Work to complete: Could you set down every entry below exactly as it is?

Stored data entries
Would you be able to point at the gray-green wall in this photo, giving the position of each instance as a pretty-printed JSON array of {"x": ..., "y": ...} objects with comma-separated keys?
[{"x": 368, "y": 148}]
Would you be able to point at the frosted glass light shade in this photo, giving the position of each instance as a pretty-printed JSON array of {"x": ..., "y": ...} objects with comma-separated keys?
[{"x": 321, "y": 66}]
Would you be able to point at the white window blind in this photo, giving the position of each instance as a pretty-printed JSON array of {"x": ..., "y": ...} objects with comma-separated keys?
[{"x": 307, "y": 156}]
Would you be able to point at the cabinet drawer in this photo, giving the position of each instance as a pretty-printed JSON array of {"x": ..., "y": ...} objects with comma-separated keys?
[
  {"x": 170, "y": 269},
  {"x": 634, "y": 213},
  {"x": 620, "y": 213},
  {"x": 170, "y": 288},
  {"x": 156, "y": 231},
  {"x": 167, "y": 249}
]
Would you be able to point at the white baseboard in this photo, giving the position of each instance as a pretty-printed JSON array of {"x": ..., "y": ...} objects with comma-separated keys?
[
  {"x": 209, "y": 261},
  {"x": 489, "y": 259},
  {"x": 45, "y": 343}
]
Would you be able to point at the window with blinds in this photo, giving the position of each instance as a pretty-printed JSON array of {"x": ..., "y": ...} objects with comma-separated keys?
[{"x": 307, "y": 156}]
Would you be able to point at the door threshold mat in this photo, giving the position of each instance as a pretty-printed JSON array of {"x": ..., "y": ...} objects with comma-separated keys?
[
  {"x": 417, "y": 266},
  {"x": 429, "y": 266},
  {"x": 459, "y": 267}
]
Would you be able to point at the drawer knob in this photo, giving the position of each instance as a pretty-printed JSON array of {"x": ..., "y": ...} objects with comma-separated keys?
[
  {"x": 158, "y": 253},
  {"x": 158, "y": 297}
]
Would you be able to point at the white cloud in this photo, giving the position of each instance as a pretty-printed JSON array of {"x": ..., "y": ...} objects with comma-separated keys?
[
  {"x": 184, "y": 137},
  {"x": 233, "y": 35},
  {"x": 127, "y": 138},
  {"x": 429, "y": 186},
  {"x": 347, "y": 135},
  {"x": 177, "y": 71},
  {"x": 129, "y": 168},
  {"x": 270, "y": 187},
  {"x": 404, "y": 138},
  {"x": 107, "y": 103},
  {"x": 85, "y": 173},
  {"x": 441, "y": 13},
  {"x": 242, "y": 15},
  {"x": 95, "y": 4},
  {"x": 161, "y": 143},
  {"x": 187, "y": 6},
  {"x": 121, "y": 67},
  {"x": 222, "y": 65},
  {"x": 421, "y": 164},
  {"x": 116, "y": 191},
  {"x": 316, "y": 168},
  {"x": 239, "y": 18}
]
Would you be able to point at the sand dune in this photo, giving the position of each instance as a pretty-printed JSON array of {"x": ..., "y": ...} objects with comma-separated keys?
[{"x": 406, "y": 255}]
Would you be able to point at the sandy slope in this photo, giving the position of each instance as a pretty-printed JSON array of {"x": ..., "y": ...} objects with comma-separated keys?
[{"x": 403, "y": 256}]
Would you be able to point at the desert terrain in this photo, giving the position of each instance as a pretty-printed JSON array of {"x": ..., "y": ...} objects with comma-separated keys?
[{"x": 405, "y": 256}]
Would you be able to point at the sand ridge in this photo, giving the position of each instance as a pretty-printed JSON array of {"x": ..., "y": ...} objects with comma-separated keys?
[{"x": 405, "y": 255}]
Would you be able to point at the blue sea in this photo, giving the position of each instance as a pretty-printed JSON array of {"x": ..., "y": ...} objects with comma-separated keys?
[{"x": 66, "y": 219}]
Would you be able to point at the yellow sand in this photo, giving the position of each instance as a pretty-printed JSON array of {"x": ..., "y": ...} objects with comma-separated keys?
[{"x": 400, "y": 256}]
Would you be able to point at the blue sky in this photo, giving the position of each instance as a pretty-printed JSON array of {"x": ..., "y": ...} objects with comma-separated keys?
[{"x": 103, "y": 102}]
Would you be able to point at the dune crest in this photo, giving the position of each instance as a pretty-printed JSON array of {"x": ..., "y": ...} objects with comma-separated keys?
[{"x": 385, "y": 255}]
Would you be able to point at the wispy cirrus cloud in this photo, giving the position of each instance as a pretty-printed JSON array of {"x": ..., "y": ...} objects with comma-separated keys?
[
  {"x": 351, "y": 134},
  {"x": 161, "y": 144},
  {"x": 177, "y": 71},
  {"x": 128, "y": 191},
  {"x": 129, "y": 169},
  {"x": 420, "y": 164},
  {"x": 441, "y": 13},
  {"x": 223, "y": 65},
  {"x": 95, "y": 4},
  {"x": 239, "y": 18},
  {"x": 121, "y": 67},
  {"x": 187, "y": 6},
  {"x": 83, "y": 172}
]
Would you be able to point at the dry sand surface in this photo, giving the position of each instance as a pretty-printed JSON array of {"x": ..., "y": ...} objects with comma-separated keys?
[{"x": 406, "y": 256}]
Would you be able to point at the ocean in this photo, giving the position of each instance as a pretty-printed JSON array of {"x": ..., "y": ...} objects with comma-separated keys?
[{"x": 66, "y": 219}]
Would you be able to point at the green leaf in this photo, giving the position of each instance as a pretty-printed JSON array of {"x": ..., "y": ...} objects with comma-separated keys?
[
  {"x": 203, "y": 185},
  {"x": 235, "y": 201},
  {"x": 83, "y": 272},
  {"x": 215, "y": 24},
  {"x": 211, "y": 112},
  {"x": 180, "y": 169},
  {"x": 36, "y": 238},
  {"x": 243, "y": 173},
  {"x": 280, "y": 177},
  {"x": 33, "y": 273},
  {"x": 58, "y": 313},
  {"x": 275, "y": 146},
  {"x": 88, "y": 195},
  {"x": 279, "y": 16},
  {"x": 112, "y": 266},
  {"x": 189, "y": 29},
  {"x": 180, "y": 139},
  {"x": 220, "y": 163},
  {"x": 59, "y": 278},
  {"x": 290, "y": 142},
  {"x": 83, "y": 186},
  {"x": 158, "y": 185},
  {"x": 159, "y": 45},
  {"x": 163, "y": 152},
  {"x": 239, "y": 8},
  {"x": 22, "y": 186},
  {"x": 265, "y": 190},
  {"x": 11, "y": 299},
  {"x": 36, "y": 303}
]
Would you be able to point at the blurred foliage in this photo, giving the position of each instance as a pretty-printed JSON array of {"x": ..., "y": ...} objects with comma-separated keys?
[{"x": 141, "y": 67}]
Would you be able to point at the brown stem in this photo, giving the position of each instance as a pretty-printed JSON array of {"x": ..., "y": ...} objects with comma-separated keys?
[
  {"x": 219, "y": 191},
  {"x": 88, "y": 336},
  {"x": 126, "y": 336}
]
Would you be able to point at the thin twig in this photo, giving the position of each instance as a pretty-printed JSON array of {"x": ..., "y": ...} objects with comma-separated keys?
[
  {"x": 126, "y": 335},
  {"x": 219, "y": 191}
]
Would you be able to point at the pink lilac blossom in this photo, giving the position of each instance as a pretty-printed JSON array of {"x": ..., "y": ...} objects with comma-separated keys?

Task output:
Would you be able to point at the gray-green wall in this photo, giving the position of each instance as a pretty-printed JSON array of {"x": ..., "y": ...} objects with comma-separated keys?
[{"x": 368, "y": 148}]
Would you be able to point at the frosted glass light shade in this photo, giving the position of each instance as a pretty-printed JSON array of {"x": ..., "y": ...} objects with comma-separated keys?
[{"x": 321, "y": 66}]
Would you be able to point at the white window blind in this photo, giving the position of each instance as a pretty-printed JSON array of {"x": ..., "y": ...} objects with comma-separated keys?
[{"x": 307, "y": 156}]
Would you be able to point at the cabinet drawer in this photo, giving the position of each instance as a pretty-printed JSON array of {"x": ..., "y": ...} objects with comma-separated keys?
[
  {"x": 170, "y": 269},
  {"x": 634, "y": 213},
  {"x": 620, "y": 213},
  {"x": 170, "y": 288},
  {"x": 156, "y": 231},
  {"x": 167, "y": 249}
]
Would you be able to point at the white baseboard in this photo, giving the position of each instance as a pretty-printed JSON array of {"x": ..., "y": ...} objects with comma-separated keys?
[
  {"x": 209, "y": 261},
  {"x": 489, "y": 259},
  {"x": 45, "y": 343}
]
Would you be able to point at the window with blinds in this photo, giving the position of each instance as a pretty-printed JSON array of {"x": ..., "y": ...} objects with comma-separated keys?
[{"x": 307, "y": 156}]
Would you be able to point at the door threshold mat in this photo, giving the position of each instance as a pretty-printed JSON array of {"x": ..., "y": ...} objects with comma-separated keys?
[
  {"x": 417, "y": 266},
  {"x": 429, "y": 266},
  {"x": 459, "y": 267}
]
Would you be able to point at the drawer knob in this photo, giving the position of each instance as a pretty-printed JSON array of {"x": ..., "y": ...} objects with comma-separated keys?
[
  {"x": 158, "y": 253},
  {"x": 158, "y": 297}
]
Would you be able to point at the white cloud in this photo, giving the position of each instance as a pretty-printed JSON array of {"x": ..., "y": ...} objects with comma-separated keys?
[
  {"x": 184, "y": 137},
  {"x": 233, "y": 35},
  {"x": 127, "y": 138},
  {"x": 429, "y": 186},
  {"x": 347, "y": 135},
  {"x": 177, "y": 71},
  {"x": 129, "y": 168},
  {"x": 270, "y": 187},
  {"x": 404, "y": 138},
  {"x": 107, "y": 103},
  {"x": 85, "y": 173},
  {"x": 441, "y": 13},
  {"x": 242, "y": 15},
  {"x": 95, "y": 4},
  {"x": 161, "y": 143},
  {"x": 187, "y": 6},
  {"x": 121, "y": 67},
  {"x": 222, "y": 65},
  {"x": 421, "y": 164},
  {"x": 116, "y": 191},
  {"x": 316, "y": 168},
  {"x": 239, "y": 18}
]
Would you be able to point at the sand dune in this photo, giving the position of each instance as a pretty-printed JSON array of {"x": ..., "y": ...} objects with comma-separated keys?
[{"x": 406, "y": 255}]
Would you be able to point at the sandy slope in this photo, giving the position of each instance as a pretty-printed JSON array of {"x": ..., "y": ...} objects with comma-separated keys?
[{"x": 403, "y": 256}]
Would you be able to point at the desert terrain in this photo, giving the position of each instance as a pretty-printed JSON array of {"x": ..., "y": ...} objects with comma-separated keys?
[{"x": 405, "y": 256}]
Would you be able to point at the sand ridge in this photo, giving the position of each instance as a pretty-printed JSON array of {"x": ..., "y": ...} objects with comma-separated keys?
[{"x": 405, "y": 255}]
Would you be able to point at the blue sea in this photo, giving the position of each instance as a pretty-printed JSON array of {"x": ..., "y": ...} objects with comma-separated keys?
[{"x": 66, "y": 219}]
Would you be able to point at the yellow sand in this photo, giving the position of each instance as a pretty-printed JSON array of {"x": ..., "y": ...} objects with comma-separated keys?
[{"x": 400, "y": 256}]
Would you be able to point at the blue sky in this photo, giving the position of each instance as a pretty-printed JSON array of {"x": ..., "y": ...} objects with comma-separated keys?
[{"x": 103, "y": 102}]
Would you be able to point at the dune crest in this photo, giving the position of each instance as a pretty-printed JSON array of {"x": ..., "y": ...} objects with comma-separated keys?
[{"x": 385, "y": 255}]
Would you be able to point at the wispy cirrus cloud in this photo, giving the position of each instance as a pretty-printed JSON array of {"x": ..., "y": ...} objects with comma-separated keys?
[
  {"x": 351, "y": 134},
  {"x": 161, "y": 144},
  {"x": 177, "y": 71},
  {"x": 128, "y": 191},
  {"x": 129, "y": 169},
  {"x": 420, "y": 164},
  {"x": 441, "y": 13},
  {"x": 223, "y": 65},
  {"x": 95, "y": 4},
  {"x": 239, "y": 18},
  {"x": 121, "y": 67},
  {"x": 187, "y": 6},
  {"x": 83, "y": 172}
]
Would you be able to point at the dry sand surface in this photo, giving the position of each instance as a pretty-printed JSON array of {"x": ..., "y": ...} objects with comma-separated keys?
[{"x": 406, "y": 256}]
Would you be able to point at the ocean in this photo, giving the position of each instance as a pretty-printed JSON array of {"x": ..., "y": ...} objects with comma-separated keys?
[{"x": 66, "y": 219}]
Would you be able to point at the green leaf in this photo, giving the position of each instance as a pretty-printed JSON array of {"x": ..., "y": ...} objects with comma-separated keys?
[
  {"x": 203, "y": 185},
  {"x": 235, "y": 201},
  {"x": 83, "y": 272},
  {"x": 215, "y": 24},
  {"x": 211, "y": 112},
  {"x": 180, "y": 169},
  {"x": 36, "y": 238},
  {"x": 243, "y": 173},
  {"x": 280, "y": 177},
  {"x": 33, "y": 273},
  {"x": 58, "y": 313},
  {"x": 275, "y": 146},
  {"x": 88, "y": 195},
  {"x": 279, "y": 16},
  {"x": 112, "y": 266},
  {"x": 189, "y": 29},
  {"x": 180, "y": 139},
  {"x": 220, "y": 163},
  {"x": 59, "y": 278},
  {"x": 290, "y": 142},
  {"x": 83, "y": 186},
  {"x": 158, "y": 185},
  {"x": 159, "y": 45},
  {"x": 163, "y": 152},
  {"x": 239, "y": 8},
  {"x": 22, "y": 186},
  {"x": 265, "y": 190},
  {"x": 11, "y": 299},
  {"x": 36, "y": 303}
]
Would you be able to point at the blurred foliage in this photo, giving the position of each instance as a pretty-printed JSON array of {"x": ..., "y": ...} objects with comma-separated keys?
[{"x": 141, "y": 67}]
Would you be able to point at the brown stem in this photo, giving the position of each instance as a pretty-printed JSON array of {"x": ..., "y": ...} objects with comma-separated keys?
[
  {"x": 219, "y": 191},
  {"x": 88, "y": 336},
  {"x": 126, "y": 336}
]
Would you be able to point at the thin twig in this photo, giving the position of each instance as a pretty-printed JSON array of {"x": ..., "y": ...} objects with comma-separated keys?
[
  {"x": 126, "y": 335},
  {"x": 219, "y": 191}
]
Would you be able to point at the pink lilac blossom in this photo, giving the position of each instance as a pretty-printed JSON array of {"x": ..., "y": ...} objects with comma-separated keys?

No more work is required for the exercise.